◆ WHAT YOU NEED TO DO:
(1) Answer these questions from the book announcement:
(a) What kind of approach does the book use?
(b) Besides running up the score, what practice by pro sports teams is raised as a sportsmanship issue?
(c) Which youth sports issue is given as an example?
(2) In the book announcement, the sentence starting "Using an entertaining and journalistic approach" lists topics the book covers. Name every topic in that list.
(3) Pick up the book announcement after its final sentence and write the next part.

begin PASSAGE

Author Larry Atkins’ Explores Ethical and Social Issues in Sports in Important New Book

Using an entertaining and journalistic approach, Foul or Fair: Ethical and Social Issues in Sports? covers many provocative and current topics such as what constitutes a sport, the rise of sports gambling and its controversies, issues in college sports, including name, image, and likeness payments for college athletes, youth sports issues, such as the advisability of participation trophies, the psychology of sports fans, mental health issues for athletes,

This intriguing adventure also focuses on the intersection of politics and the Olympics, issues related to sportsmanship, such as whether running up the score or tanking by pro sports teams is appropriate, and whether athletes should speak out on social issues.

end PASSAGE
begin DATA ENTRIES

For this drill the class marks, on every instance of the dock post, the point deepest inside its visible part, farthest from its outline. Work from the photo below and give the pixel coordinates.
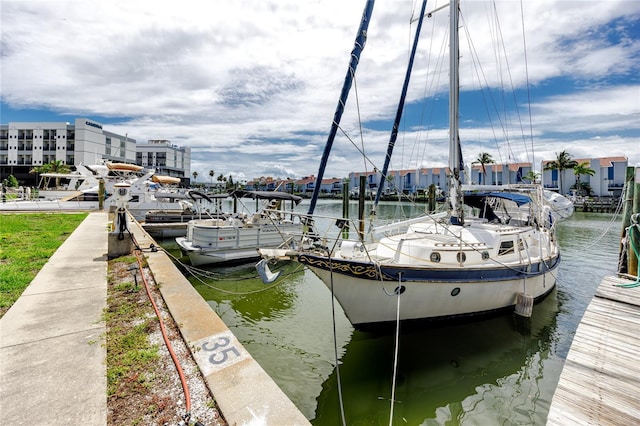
(361, 196)
(635, 213)
(628, 260)
(345, 209)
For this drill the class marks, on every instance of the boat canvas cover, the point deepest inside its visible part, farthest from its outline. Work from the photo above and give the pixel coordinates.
(268, 195)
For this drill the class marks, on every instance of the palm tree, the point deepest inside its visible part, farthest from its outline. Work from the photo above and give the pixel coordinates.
(582, 169)
(562, 162)
(531, 176)
(484, 158)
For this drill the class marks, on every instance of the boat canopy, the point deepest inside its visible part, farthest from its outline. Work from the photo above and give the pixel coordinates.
(166, 180)
(268, 195)
(475, 198)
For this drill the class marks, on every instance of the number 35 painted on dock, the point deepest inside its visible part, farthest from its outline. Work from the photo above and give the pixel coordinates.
(218, 351)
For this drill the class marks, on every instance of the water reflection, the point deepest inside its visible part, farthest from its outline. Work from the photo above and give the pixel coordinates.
(444, 373)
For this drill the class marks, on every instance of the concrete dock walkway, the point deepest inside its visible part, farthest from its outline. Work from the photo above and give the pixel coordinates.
(52, 341)
(52, 352)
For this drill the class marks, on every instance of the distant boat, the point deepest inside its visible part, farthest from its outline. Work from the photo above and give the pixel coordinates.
(79, 190)
(495, 249)
(236, 238)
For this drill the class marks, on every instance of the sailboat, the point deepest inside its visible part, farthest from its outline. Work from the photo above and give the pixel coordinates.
(495, 249)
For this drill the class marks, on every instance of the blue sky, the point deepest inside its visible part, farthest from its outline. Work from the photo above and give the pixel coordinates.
(251, 86)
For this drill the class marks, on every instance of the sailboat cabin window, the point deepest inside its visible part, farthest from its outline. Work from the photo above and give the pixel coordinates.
(506, 247)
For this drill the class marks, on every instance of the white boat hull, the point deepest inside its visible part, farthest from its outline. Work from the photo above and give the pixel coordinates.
(366, 301)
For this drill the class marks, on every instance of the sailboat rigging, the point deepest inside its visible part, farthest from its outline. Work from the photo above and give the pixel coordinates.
(495, 249)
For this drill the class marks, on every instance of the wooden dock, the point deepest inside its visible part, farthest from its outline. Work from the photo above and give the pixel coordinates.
(600, 381)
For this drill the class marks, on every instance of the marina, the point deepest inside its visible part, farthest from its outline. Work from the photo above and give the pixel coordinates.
(500, 369)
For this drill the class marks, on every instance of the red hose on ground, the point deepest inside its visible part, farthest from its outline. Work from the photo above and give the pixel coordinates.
(185, 387)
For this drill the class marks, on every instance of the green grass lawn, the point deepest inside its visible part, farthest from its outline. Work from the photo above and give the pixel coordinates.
(26, 242)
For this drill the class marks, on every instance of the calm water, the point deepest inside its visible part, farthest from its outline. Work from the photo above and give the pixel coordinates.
(499, 371)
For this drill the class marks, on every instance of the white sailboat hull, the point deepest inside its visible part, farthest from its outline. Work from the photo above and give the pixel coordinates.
(367, 301)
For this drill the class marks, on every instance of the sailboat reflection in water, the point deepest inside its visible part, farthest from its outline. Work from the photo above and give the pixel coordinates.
(494, 249)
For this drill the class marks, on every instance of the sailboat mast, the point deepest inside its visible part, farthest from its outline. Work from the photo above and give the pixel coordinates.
(396, 123)
(361, 38)
(455, 190)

end DATA ENTRIES

◆ RESULTS BY TASK:
(1)
(a) An entertaining and journalistic approach.
(b) Tanking.
(c) The advisability of participation trophies.

(2)
- What constitutes a sport
- The rise of sports gambling and its controversies
- Issues in college sports, including name, image, and likeness payments for college athletes
- Youth sports issues, such as the advisability of participation trophies
- The psychology of sports fans
- Mental health issues for athletes

(3)
The book, published by McFarland Books, includes Author Larry Atkins opinions on these issues, extensive research, and interesting interview quotes from experts, including media professionals, coaches, athletes, and university professors. The issues raised and discussed in the book affect athletes, sports fans, and society as a whole. The book will appeal to both diehard and casual sports fans. 

Atkins says that it took more than four years to write the book, which meant balancing writing with teaching four classes per semester. 

For his book, Atkins interviewed and quoted many prominent experts, including sports talk hosts Mike Missanelli and Glen Macnow, Philadelphia Inquirer writers Marcus Hayes and Aaron Carter, La Salle University Men’s Basketball Coach Fran Dunphy, and former NFL player Joe Valerio.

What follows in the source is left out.